■ **TASK TO CARRY OUT**:
Copy all lines below exactly as written. Leave pictures out.

[Begin]

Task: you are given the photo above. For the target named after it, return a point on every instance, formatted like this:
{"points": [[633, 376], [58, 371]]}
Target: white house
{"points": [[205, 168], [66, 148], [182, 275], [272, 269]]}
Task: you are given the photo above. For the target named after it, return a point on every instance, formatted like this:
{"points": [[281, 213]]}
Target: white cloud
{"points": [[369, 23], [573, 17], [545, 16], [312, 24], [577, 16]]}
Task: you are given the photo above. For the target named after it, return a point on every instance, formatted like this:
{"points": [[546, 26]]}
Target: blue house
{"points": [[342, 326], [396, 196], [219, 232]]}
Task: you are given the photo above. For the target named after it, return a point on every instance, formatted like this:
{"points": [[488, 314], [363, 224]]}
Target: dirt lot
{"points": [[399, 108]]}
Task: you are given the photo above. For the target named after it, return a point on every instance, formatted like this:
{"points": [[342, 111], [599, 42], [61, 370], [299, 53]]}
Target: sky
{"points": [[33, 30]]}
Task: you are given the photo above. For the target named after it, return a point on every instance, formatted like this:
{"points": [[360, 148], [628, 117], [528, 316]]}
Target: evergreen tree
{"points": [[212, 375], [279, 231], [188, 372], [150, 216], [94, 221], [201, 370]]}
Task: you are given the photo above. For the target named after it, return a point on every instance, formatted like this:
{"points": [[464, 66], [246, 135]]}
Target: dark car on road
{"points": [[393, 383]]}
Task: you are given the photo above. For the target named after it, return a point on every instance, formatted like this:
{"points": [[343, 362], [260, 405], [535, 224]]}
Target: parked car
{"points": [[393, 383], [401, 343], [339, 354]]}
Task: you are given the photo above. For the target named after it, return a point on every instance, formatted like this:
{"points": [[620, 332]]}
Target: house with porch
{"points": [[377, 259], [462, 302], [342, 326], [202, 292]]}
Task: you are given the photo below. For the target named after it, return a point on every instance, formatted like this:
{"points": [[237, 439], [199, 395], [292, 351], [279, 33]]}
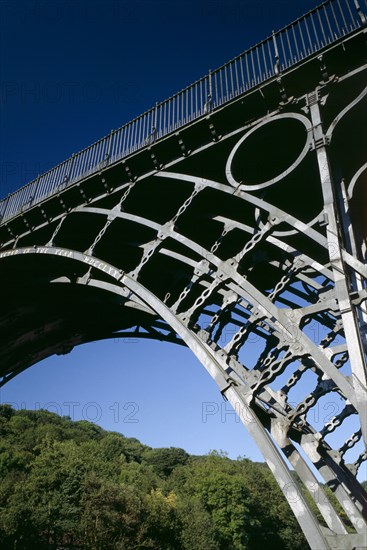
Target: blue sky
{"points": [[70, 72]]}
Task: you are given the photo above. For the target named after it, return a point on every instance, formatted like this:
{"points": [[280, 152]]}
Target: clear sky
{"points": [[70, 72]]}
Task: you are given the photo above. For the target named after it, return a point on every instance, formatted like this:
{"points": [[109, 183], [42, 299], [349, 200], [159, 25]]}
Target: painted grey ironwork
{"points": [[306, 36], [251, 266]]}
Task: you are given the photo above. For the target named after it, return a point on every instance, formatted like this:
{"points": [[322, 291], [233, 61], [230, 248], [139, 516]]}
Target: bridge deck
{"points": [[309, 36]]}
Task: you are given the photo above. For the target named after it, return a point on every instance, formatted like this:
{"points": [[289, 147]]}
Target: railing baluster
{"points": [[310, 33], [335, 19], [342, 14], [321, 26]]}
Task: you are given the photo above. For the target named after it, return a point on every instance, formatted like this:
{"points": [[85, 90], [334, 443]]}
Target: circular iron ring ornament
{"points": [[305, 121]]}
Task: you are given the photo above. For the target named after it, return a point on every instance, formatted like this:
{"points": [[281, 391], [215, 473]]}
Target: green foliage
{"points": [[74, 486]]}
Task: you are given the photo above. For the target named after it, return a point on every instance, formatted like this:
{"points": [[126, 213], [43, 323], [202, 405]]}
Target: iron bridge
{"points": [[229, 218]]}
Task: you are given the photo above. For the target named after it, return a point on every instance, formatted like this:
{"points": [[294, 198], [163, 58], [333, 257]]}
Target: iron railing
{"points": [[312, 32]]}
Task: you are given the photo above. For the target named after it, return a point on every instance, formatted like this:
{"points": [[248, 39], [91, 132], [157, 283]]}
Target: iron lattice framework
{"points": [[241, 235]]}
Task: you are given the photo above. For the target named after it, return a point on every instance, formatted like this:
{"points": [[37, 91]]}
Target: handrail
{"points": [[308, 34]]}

[End]

■ **WRITTEN SOLUTION**:
Task: you are given the photo above. For the target named after it, return a point on every instance, formatted like this:
{"points": [[633, 376], [58, 371]]}
Target: white house
{"points": [[205, 168], [66, 148], [182, 275], [272, 269]]}
Task: you are given the photo above. For the target named after it, return a point on every instance, formatted like this:
{"points": [[281, 213]]}
Target: white cloud
{"points": [[369, 23], [573, 17], [545, 16], [312, 24], [577, 16]]}
Task: you are given the photo above. For the target named after it, return a point on every instance, formatted like this:
{"points": [[546, 26]]}
Target: blue house
{"points": [[342, 326], [396, 196], [219, 232]]}
Task: you are given the photo above. For the target named after it, return a point on every instance, formatted like this:
{"points": [[488, 314], [363, 224]]}
Target: dirt lot
{"points": [[399, 108]]}
Task: you are given the photo above. For the target named after it, return a point on every instance, formatted like this:
{"points": [[342, 111], [599, 42], [61, 370], [299, 53]]}
Target: sky
{"points": [[33, 30]]}
Task: you are given the photo above. For the target named after it, return a point on every instance, formatted like this:
{"points": [[360, 148], [628, 117], [528, 316]]}
Target: evergreen tree
{"points": [[212, 375], [279, 231], [188, 372], [150, 216], [94, 221], [201, 370]]}
Task: you are given the photo above. For the target named after it, return a point on every instance, formatted like this:
{"points": [[464, 66], [246, 135]]}
Target: dark car on road
{"points": [[393, 383]]}
Task: you are given the photo above. For the target named after it, return a point on every instance, formatted like this:
{"points": [[343, 362], [260, 405], [535, 224]]}
Target: parked car
{"points": [[393, 383], [401, 343], [339, 354]]}
Task: you are given the photo above. For the target named after it, return a point on every instance, formatted like this:
{"points": [[620, 332]]}
Target: house with porch
{"points": [[377, 259], [462, 302], [342, 326], [202, 292]]}
Task: you are given the photo below. For the target named after it, return a point on every instance, formatted like this:
{"points": [[237, 439], [199, 395], [292, 351], [279, 33]]}
Target: blue sky
{"points": [[70, 72]]}
Task: you are given the photo above. For the target named after it, return a point on every instance, formatted like this:
{"points": [[280, 152]]}
Target: clear sky
{"points": [[70, 72]]}
Task: you are given the photo above. For the target named after it, return a point on every instance, formatted like this:
{"points": [[109, 183], [42, 299], [349, 200], [159, 25]]}
Target: painted grey ironwork
{"points": [[306, 36], [251, 266]]}
Task: you are given the photo above. For the target named after it, return a point on every instance, formatted like this:
{"points": [[322, 291], [233, 61], [230, 248], [139, 516]]}
Target: bridge deck
{"points": [[309, 36]]}
Task: you are given the photo above. For the target named after it, return a point on every instance, formatted like this:
{"points": [[289, 147]]}
Target: railing baluster
{"points": [[310, 33], [335, 19], [342, 14], [321, 26]]}
Task: you are given the photo above. For the target named after it, return a point on every instance, formatted like this:
{"points": [[85, 90], [334, 443]]}
Target: circular iron ring ornament
{"points": [[305, 121]]}
Task: you are given the photo above. For the target named after it, return a point on every instance, formatted like this:
{"points": [[281, 391], [215, 473]]}
Target: green foliage
{"points": [[74, 486]]}
Task: you are given the photo above. For the target named after it, return a point on every instance, formatted like this:
{"points": [[126, 213], [43, 323], [202, 405]]}
Target: iron bridge
{"points": [[229, 218]]}
Task: you are given the photo above. For the target named after it, return a point on every instance, formatted like this:
{"points": [[294, 198], [163, 58], [333, 257]]}
Target: iron railing
{"points": [[312, 32]]}
Task: you are given the photo above. For the target named after it, return a point on every instance, formatted like this:
{"points": [[248, 39], [91, 132], [157, 283]]}
Target: iron lattice framework
{"points": [[241, 235]]}
Task: you are given the photo above. For the target named after it, return a point on every instance, formatted like this:
{"points": [[37, 91]]}
Target: handrail
{"points": [[308, 34]]}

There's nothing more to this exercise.